-- Begin --
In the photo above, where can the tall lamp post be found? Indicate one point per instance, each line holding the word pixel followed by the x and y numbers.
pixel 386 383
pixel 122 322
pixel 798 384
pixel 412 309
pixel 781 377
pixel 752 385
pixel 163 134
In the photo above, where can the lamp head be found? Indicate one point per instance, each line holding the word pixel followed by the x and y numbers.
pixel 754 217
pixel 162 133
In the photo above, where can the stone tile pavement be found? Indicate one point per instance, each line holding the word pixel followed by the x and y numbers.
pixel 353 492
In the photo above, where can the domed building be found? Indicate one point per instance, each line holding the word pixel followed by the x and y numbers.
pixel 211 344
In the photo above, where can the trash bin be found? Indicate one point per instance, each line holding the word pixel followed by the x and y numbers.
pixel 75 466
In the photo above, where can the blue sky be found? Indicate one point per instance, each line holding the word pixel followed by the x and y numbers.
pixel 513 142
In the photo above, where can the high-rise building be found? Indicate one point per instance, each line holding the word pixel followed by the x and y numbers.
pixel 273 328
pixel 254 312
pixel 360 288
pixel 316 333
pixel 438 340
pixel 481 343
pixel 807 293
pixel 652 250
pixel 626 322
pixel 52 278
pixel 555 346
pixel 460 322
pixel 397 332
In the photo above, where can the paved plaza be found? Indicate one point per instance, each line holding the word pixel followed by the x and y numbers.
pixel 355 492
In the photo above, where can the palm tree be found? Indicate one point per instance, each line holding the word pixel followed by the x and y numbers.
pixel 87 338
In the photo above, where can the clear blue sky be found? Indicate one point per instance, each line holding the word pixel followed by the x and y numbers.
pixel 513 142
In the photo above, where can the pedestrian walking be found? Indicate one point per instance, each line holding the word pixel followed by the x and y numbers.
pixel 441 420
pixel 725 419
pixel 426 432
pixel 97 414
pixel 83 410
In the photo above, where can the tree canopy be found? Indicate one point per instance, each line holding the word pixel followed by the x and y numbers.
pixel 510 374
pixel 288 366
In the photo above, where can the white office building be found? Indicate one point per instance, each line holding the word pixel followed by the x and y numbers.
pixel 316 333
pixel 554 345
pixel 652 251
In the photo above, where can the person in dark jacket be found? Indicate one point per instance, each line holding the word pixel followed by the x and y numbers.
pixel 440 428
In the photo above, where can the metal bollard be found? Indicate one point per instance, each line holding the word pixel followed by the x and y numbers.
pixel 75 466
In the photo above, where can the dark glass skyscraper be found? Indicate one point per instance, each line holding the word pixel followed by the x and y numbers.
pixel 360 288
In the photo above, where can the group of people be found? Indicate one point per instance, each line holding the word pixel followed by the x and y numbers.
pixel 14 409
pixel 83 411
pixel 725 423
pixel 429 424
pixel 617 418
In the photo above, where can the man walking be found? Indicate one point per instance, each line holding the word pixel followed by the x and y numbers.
-- End --
Given request — Output each line of the records above as a JSON list of strings, one string per line, and omit any blank lines.

Finished task —
[
  "In the photo above, where can the tall lamp post be found? Indicate one point per instance, each line holding the word pixel followed by the x and y numbers.",
  "pixel 386 383",
  "pixel 122 322",
  "pixel 798 384",
  "pixel 412 309",
  "pixel 781 377",
  "pixel 752 385",
  "pixel 163 134",
  "In the photo above, where can the lamp head be found? Indicate one point per instance, each line holding the word pixel followed by the x and y numbers.",
  "pixel 754 217",
  "pixel 162 133",
  "In the photo above, where can the stone tile pavement be found? Indicate one point per instance, each line holding the word pixel followed by the x and y numbers.",
  "pixel 353 492",
  "In the photo above, where can the domed building be found? Indicate one point per instance, each line holding the word pixel followed by the x and y numbers.",
  "pixel 211 344",
  "In the photo above, where can the trash bin be found? Indicate one point per instance, each line holding the word pixel followed by the x and y numbers.",
  "pixel 75 466",
  "In the photo above, where can the blue sky be found? Indicate one point per instance, each line holding the word pixel followed by the x and y numbers.",
  "pixel 513 142",
  "In the photo above, where can the high-rise building be found? Indicate one point per instance, each line holding the word pixel followed by the x and y numbers.",
  "pixel 273 328",
  "pixel 254 312",
  "pixel 360 288",
  "pixel 316 333",
  "pixel 438 340",
  "pixel 481 343",
  "pixel 807 293",
  "pixel 652 250",
  "pixel 626 322",
  "pixel 52 278",
  "pixel 555 346",
  "pixel 460 322",
  "pixel 397 332",
  "In the photo above, where can the paved plaza be found? Indicate one point per instance, each line holding the word pixel followed by the x and y numbers.",
  "pixel 355 492",
  "In the photo above, where can the palm tree be found? Indicate one point per instance, each line holding the word pixel followed by the x and y numbers.",
  "pixel 87 338",
  "In the photo above, where can the clear blue sky be found? Indicate one point per instance, each line holding the word pixel followed by the x and y numbers.",
  "pixel 513 142",
  "In the photo above, where can the pedestrian walking be found? Indicate one point per instance, each line holding the word pixel followed by the x and y numbers.",
  "pixel 441 420",
  "pixel 725 419",
  "pixel 426 432",
  "pixel 97 414",
  "pixel 83 410",
  "In the photo above, where can the tree canopy be found? Indicate one point per instance, each line holding the word pixel followed by the x and y numbers.",
  "pixel 510 374",
  "pixel 288 366",
  "In the photo above, where can the white office building be found? Indicate one point per instance, each line holding the word pixel followed by the x and y numbers.",
  "pixel 316 333",
  "pixel 554 345",
  "pixel 652 251",
  "In the photo above, where can the person in dark jacket be found? Indicate one point per instance, each line holding the word pixel followed by the x and y numbers.",
  "pixel 440 428",
  "In the photo above, where can the metal bollard be found? Indicate one point per instance, each line holding the word pixel followed by the x and y numbers.",
  "pixel 75 466",
  "In the photo above, where can the dark glass skyscraper be found? Indicate one point per instance, each line holding the word pixel followed by the x and y numbers.",
  "pixel 360 288",
  "In the photo above, where can the group of people be found? Indicate one point per instance, each line holding the word pixel followed by the x and y numbers.",
  "pixel 14 409",
  "pixel 83 411",
  "pixel 725 423",
  "pixel 429 424",
  "pixel 617 418",
  "In the photo above, where can the man walking be found? Indicate one point per instance, each line holding the word pixel followed by the x and y numbers."
]